I'd never heard of Spermanga - turns out it's a 2009 release. Moreover, it's something of a titanic team-up between artcomics forces, being a collection of work by Pakito Bolino, co-founder (with Caroline Sury) of the famed ultra-small press comics and prints collective Le Dernier Cri, active since 1993, when Spawn was huge. It was Le Dernier Cri's table, filled more with Graphics than Comics; I spotted a few copies of the most recent (8th) edition of the publisher's Hôpital Brut house anthology, a handmade, proudly garish, disheveled, different-paper-stock-seemingly-every-other-page affair that makes any given Kramers Ergot read like Y: The Last Man.

Sadly, there were no copies of the group's 2006 dvd extravaganza Le religions sauvages, the extended trailer for which seems ripped right out of my older relatives' nightmares of Satanism as a tone; apparently all copies were reserved for Le Dernier Cri's current exhibition at Brooklyn's Cinders Gallery, presumably the reason why they were in town for the show to begin with.

This is not an easygoing book. Granted, you can certainly list similarities with other works -- Panter seems to glide right alongside Bolino's drawings, and there's an opening lineup of mostly extraneous fantasy characters akin to Brian Chippendale's similarly huge Ninja -- but mark my words, this is harder and meaner than all the rest.

Ostensibly a compilation of four short stories, all of them somehow concerned with weird mutations and violent struggles, Spermanga mostly laughs in the face of literary appeal, but only after a good tease. It's entirely in English -- remember, this is a French publication -- generally tortured beyond all but barest notion of comprehensibility. Panels are laid out in clean, large arrangements, often failing to make narrative sense in relation to one another. There are many action scenes (often against Nazis) and dramatic situations -- indeed, some of the English seems to have been selected entirely based on how cool it sounds -- thwarted by Bolino's habit of drawing characters differently from panel to panel.

• • • • •

_GOALS:_
(1) Repeat the part of the Spermanga review that opens with the words containing "Ostensibly a compilation" and closes with "panel to panel.".
(2) According to the Spermanga review, why were there no copies of the 2006 dvd Le religions sauvages at the table?
(3) Take the Spermanga review further, picking up right after its final sentence.
The rows that come next were drawn from a separate source.

_Stored items from a collection:_

• • • • •

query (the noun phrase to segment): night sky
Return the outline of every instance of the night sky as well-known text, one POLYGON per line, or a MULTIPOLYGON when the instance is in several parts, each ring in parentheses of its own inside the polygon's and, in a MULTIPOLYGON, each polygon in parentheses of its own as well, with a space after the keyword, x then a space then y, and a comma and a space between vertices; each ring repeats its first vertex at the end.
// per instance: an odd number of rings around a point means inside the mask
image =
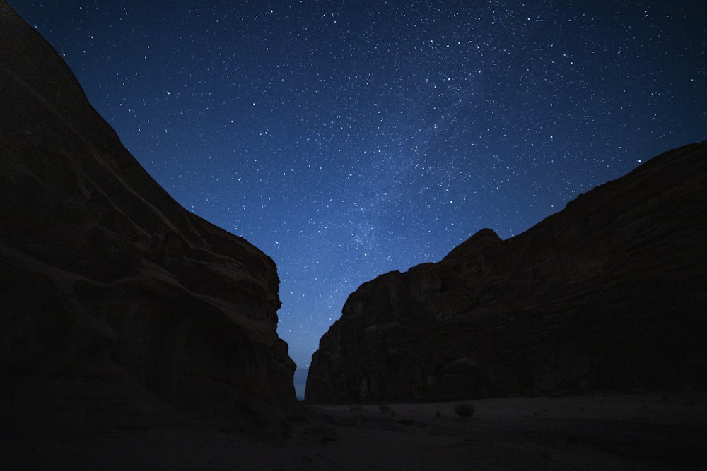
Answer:
POLYGON ((707 138, 704 0, 9 4, 162 186, 274 259, 300 369, 361 283, 707 138))

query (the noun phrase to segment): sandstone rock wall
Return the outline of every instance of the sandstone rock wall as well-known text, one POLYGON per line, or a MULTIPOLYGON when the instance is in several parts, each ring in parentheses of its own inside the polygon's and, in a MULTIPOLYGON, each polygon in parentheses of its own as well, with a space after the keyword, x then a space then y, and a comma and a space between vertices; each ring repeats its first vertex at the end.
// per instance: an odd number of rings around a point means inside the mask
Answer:
POLYGON ((502 241, 363 285, 322 338, 313 402, 707 388, 707 143, 502 241))
POLYGON ((150 177, 0 1, 4 380, 119 370, 192 407, 294 400, 278 285, 269 257, 150 177))

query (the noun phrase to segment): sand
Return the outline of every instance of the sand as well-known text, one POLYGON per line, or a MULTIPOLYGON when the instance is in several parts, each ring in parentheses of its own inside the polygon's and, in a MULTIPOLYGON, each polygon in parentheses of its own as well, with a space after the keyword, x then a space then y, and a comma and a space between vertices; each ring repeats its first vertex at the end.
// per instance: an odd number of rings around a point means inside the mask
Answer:
POLYGON ((176 410, 134 388, 0 394, 4 470, 707 469, 707 393, 176 410))

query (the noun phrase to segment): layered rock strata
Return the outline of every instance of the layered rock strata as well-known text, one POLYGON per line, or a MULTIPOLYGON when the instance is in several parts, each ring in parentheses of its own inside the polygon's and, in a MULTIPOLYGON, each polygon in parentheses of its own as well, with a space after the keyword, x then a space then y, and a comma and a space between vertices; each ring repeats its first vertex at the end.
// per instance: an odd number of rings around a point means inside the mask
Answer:
POLYGON ((274 263, 156 183, 4 1, 0 155, 3 381, 129 378, 214 410, 294 400, 274 263))
POLYGON ((707 143, 351 294, 312 402, 707 388, 707 143))

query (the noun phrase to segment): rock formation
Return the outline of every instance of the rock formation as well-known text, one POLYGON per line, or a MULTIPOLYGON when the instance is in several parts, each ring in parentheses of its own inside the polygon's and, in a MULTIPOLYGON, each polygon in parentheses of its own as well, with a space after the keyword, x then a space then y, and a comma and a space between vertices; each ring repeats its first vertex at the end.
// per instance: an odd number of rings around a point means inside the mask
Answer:
POLYGON ((707 388, 707 142, 351 294, 312 402, 707 388))
POLYGON ((5 385, 90 376, 209 410, 293 401, 278 284, 270 258, 153 180, 0 1, 5 385))

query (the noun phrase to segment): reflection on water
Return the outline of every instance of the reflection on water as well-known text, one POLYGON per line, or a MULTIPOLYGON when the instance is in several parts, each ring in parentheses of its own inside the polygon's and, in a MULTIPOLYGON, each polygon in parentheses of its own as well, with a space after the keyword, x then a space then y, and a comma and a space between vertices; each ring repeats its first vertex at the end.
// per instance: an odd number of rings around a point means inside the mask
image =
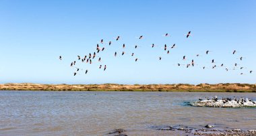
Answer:
POLYGON ((152 126, 256 128, 256 109, 186 106, 199 97, 255 93, 0 91, 0 135, 102 135, 116 129, 152 132, 152 126))

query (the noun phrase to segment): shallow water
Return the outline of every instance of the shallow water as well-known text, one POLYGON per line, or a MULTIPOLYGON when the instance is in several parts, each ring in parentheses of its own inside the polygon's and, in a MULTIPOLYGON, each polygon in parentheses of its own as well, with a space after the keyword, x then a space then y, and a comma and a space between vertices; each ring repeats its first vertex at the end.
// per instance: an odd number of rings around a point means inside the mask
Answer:
POLYGON ((103 135, 116 129, 162 135, 154 126, 179 125, 256 129, 256 109, 185 105, 214 96, 256 100, 256 93, 0 91, 0 135, 103 135))

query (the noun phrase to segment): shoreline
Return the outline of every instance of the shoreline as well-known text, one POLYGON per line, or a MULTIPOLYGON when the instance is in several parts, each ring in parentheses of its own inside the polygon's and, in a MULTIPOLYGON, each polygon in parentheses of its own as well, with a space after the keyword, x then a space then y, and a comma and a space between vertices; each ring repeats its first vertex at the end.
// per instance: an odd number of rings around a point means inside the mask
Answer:
POLYGON ((140 91, 140 92, 256 92, 256 84, 42 84, 7 83, 0 84, 0 90, 38 91, 140 91))

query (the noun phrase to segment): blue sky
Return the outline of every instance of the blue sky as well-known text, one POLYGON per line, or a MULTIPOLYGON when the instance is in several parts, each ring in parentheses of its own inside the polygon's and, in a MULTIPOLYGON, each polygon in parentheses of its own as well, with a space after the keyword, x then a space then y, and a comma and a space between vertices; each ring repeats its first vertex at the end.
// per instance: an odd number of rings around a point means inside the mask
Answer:
POLYGON ((249 71, 256 72, 255 7, 253 0, 2 0, 0 83, 255 84, 255 73, 249 71), (192 36, 186 38, 189 31, 192 36), (162 36, 166 33, 171 36, 162 36), (141 35, 143 39, 135 38, 141 35), (115 42, 117 36, 121 39, 115 42), (75 69, 70 63, 77 55, 95 52, 101 39, 113 41, 110 46, 100 44, 106 46, 97 55, 102 62, 90 65, 77 60, 76 66, 83 70, 73 76, 75 69), (158 46, 152 49, 153 43, 158 46), (164 44, 177 48, 166 54, 164 44), (139 46, 136 50, 135 45, 139 46), (212 52, 206 56, 207 50, 212 52), (126 54, 121 56, 123 51, 126 54), (185 55, 186 61, 182 60, 185 55), (240 61, 241 56, 245 58, 240 61), (193 68, 177 66, 192 59, 193 68), (212 59, 218 66, 214 70, 212 59), (234 63, 245 68, 233 70, 234 63), (99 70, 100 64, 106 64, 106 70, 99 70))

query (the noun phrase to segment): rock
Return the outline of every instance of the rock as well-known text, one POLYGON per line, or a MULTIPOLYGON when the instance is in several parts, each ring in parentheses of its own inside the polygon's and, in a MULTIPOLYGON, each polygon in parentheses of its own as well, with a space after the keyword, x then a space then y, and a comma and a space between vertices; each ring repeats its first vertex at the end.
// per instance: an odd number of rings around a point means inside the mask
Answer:
POLYGON ((209 124, 205 126, 205 127, 208 128, 208 129, 214 128, 214 127, 215 127, 214 125, 211 125, 209 124))
POLYGON ((236 131, 236 132, 241 131, 241 129, 233 129, 233 131, 236 131))
POLYGON ((179 130, 179 131, 183 131, 184 129, 184 129, 184 128, 182 128, 182 127, 178 129, 178 130, 179 130))

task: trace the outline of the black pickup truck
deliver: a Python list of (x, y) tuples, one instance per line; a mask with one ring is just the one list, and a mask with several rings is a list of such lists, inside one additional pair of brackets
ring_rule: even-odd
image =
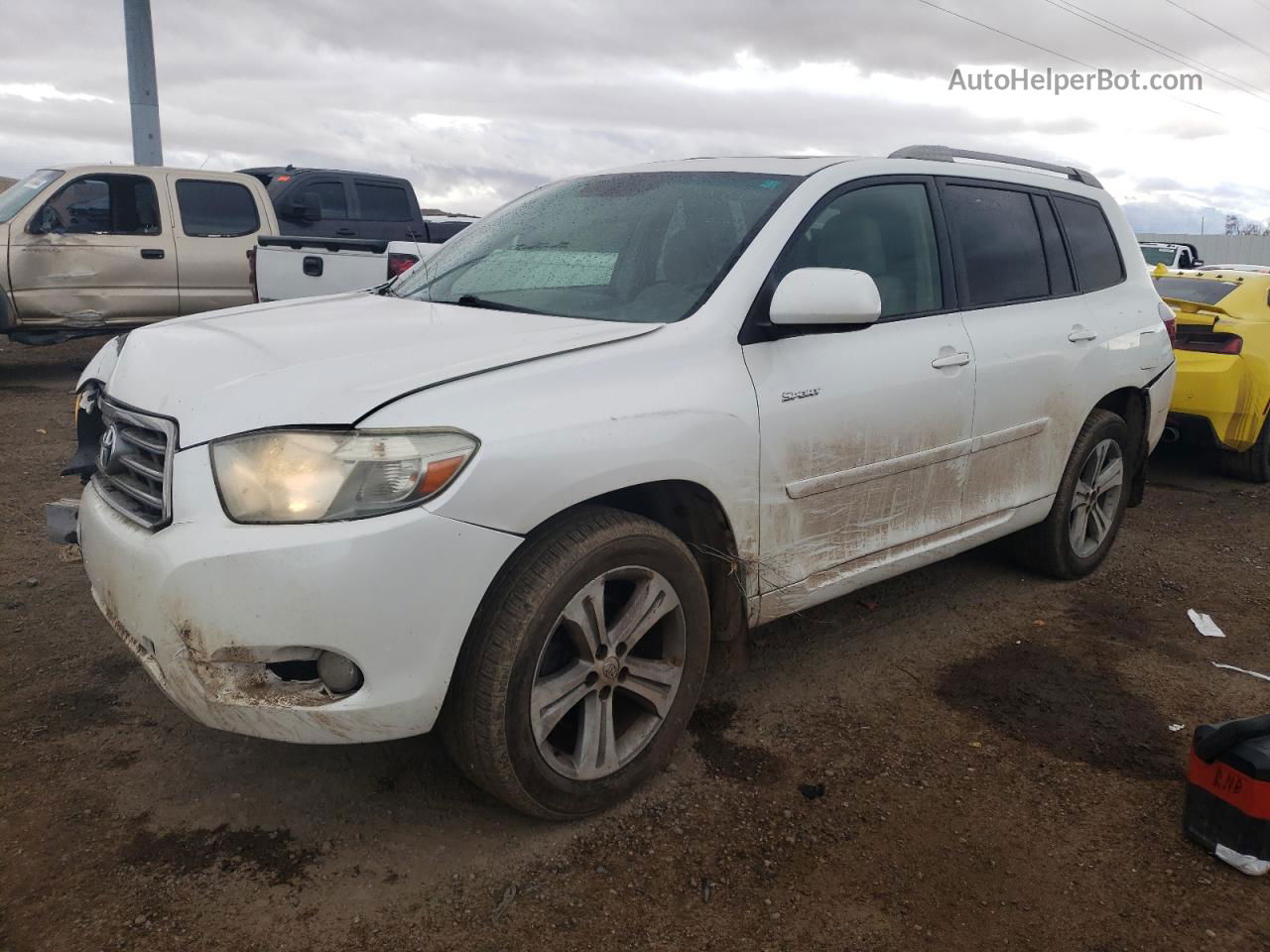
[(471, 223), (465, 217), (424, 217), (406, 179), (292, 165), (240, 169), (260, 180), (283, 235), (441, 244)]
[(243, 169), (264, 184), (278, 235), (248, 251), (257, 301), (334, 294), (381, 284), (472, 223), (423, 215), (405, 179), (292, 165)]

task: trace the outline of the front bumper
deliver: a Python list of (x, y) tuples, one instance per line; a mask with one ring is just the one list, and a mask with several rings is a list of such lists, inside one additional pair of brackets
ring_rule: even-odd
[[(1179, 350), (1177, 386), (1170, 410), (1180, 420), (1204, 418), (1218, 447), (1242, 453), (1257, 440), (1270, 390), (1236, 354)], [(1185, 430), (1184, 430), (1185, 432)]]
[[(472, 616), (518, 536), (422, 508), (353, 522), (237, 526), (206, 447), (173, 459), (173, 524), (147, 532), (89, 485), (77, 537), (93, 597), (163, 692), (221, 730), (304, 744), (432, 729)], [(265, 661), (314, 649), (363, 671), (352, 694)]]

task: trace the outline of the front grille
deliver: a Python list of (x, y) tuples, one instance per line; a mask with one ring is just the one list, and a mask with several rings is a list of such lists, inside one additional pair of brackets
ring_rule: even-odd
[(102, 401), (102, 442), (93, 485), (119, 514), (151, 532), (171, 520), (171, 454), (177, 425)]

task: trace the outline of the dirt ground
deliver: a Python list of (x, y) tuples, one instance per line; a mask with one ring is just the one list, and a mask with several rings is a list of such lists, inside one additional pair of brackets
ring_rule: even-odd
[(1270, 489), (1175, 451), (1090, 579), (988, 548), (762, 628), (672, 769), (550, 825), (429, 737), (159, 693), (43, 539), (95, 347), (0, 338), (0, 952), (1270, 948), (1270, 881), (1180, 829), (1190, 730), (1270, 710), (1209, 664), (1270, 671)]

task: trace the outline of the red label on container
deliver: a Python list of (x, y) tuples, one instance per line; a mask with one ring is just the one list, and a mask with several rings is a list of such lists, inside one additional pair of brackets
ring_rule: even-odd
[(1194, 750), (1186, 779), (1224, 800), (1245, 816), (1270, 820), (1270, 781), (1255, 781), (1220, 762), (1205, 764)]

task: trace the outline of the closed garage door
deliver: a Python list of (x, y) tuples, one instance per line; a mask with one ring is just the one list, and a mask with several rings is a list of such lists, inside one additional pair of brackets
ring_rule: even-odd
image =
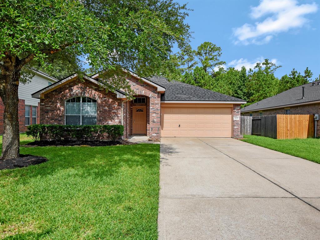
[(231, 137), (232, 108), (161, 108), (161, 136)]

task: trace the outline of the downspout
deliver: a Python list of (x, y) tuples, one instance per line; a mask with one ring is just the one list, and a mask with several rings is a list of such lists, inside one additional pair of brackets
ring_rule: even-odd
[[(128, 99), (127, 99), (125, 101), (121, 101), (121, 124), (123, 126), (123, 103), (124, 102), (127, 102), (129, 100)], [(126, 128), (127, 126), (126, 126)], [(121, 136), (121, 138), (123, 139), (123, 136)]]

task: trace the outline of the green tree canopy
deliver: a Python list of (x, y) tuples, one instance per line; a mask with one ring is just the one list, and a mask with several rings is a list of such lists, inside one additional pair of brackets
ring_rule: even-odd
[(196, 54), (206, 72), (215, 67), (226, 64), (220, 60), (222, 54), (221, 48), (210, 42), (205, 42), (199, 46)]

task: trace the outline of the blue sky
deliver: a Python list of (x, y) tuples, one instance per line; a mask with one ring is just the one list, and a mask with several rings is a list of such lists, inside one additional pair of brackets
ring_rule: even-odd
[(320, 1), (178, 2), (194, 10), (186, 20), (194, 32), (191, 46), (209, 41), (221, 47), (227, 67), (268, 58), (282, 66), (279, 77), (293, 68), (302, 73), (308, 67), (314, 78), (320, 74)]

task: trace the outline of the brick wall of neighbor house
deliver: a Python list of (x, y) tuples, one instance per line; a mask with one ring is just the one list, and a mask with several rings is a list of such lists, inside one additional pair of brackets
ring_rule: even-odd
[[(234, 104), (232, 112), (233, 134), (232, 137), (235, 138), (242, 138), (240, 133), (240, 104)], [(235, 120), (234, 117), (239, 117), (239, 119)]]
[[(128, 78), (131, 88), (138, 96), (147, 97), (147, 135), (154, 140), (160, 138), (160, 94), (157, 92), (156, 89), (148, 84), (140, 81), (138, 78), (133, 77)], [(129, 134), (132, 134), (132, 106), (131, 101), (129, 104), (128, 108), (129, 112), (128, 124), (131, 132)]]
[[(300, 106), (291, 107), (290, 108), (283, 108), (274, 109), (268, 109), (261, 111), (264, 115), (284, 114), (284, 109), (290, 109), (290, 114), (320, 114), (320, 103), (316, 103), (308, 105), (301, 105)], [(250, 113), (242, 114), (244, 116), (250, 116)], [(259, 116), (259, 111), (252, 112), (253, 116)], [(317, 136), (320, 136), (320, 121), (317, 123)]]
[[(19, 100), (18, 103), (18, 119), (19, 121), (19, 129), (20, 132), (24, 132), (27, 131), (27, 126), (25, 125), (25, 101)], [(4, 112), (4, 105), (2, 100), (0, 98), (0, 134), (3, 133), (3, 114)]]

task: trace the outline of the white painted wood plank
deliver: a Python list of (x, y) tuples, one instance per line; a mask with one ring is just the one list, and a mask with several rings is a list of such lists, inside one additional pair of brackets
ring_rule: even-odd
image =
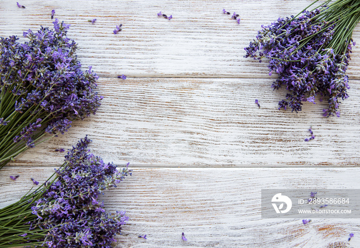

• • • • •

_RESPONSES:_
(1)
Ostensibly a compilation of four short stories, all of them somehow concerned with weird mutations and violent struggles, Spermanga mostly laughs in the face of literary appeal, but only after a good tease. It's entirely in English -- remember, this is a French publication -- generally tortured beyond all but barest notion of comprehensibility. Panels are laid out in clean, large arrangements, often failing to make narrative sense in relation to one another. There are many action scenes (often against Nazis) and dramatic situations -- indeed, some of the English seems to have been selected entirely based on how cool it sounds -- thwarted by Bolino's habit of drawing characters differently from panel to panel.

(2) All copies had apparently been reserved for Le Dernier Cri's current exhibition at Brooklyn's Cinders Gallery.

(3)
I don't mean an expressive, pliable approach to figure work by that. I mean almost totally different character designs as the stories continue, no acknowledgement, no 'hints' - pure capricious feeling. Maybe all the stories are one story. Maybe they're all the same story. Maybe it's just the pleasure of drawing busy destruction, swastikas decorating many panels as they would a freshly carved desk, and if you think that's childish I think that's why it's done, because this art is opposition, to taste and decorum, and maybe the simple agreed-upon idea of how adults act.

Yet I think there's more. This is a beautiful work, not just for the dotty and scribbled urine coloring that often seems to be drawing its own secret comics behind the lines - no, what gets me is how Spermanga eerily evokes the sensation of drinking in a fabulous work you can't possibly understand, i.e. a foreign work. There are many icons in here -- Doraemon, Mega Man -- a small hinge of familiarity made weird not just by Bolino's perversion but by being, by acting - really, aren't all Doraemon comics and cartoons a bit strange when all you know is a symbol?

This is the work's submerged theme. "Sper[m]" for the sick appeal of the drawings, "[m]anga" for the alien quality - I suspect it's no coincidence that Le Dernier Cri had worked with several Japanese artists over the years, even as the 'mainstream' of French comics has reacted to the growing power of popular manga with occasional fits of terror (see: Asterix and the Falling Sky, a real Chicken Little album). By its barely-there English and obscure images, sometimes crackling into amazing sensations, Spermanga forces the reader away from storytelling illusions and demands interaction with the notional 'story' you know is going on but remains somehow out of your reach. I guess the pictures in Big Comic are slicker, but the feeling is quite the same; Bolino exploits this foreignness as illustrative of the gulf between an artist's pleasure and a reader's subsequent understanding.

Speaking of which, I didn't know that Bolino himself was running the table. As he handed me the book -- which he would eventually sell out of -- he breathed in and summarized the aesthetic posture of the entire festival.

"These are my drawings."


TS: Binky Brown Meets the Holy Virgin Mary.

JM: I have the Binky Brown Sampler. Do you have that?

TS: Nah, I got the original version of it.

JM: The 1970's comic book?

TS: Yes, that's what I have. It's this old and beat up copy from somewhere, it's not the sampler. I can't remember how I got ahold of it.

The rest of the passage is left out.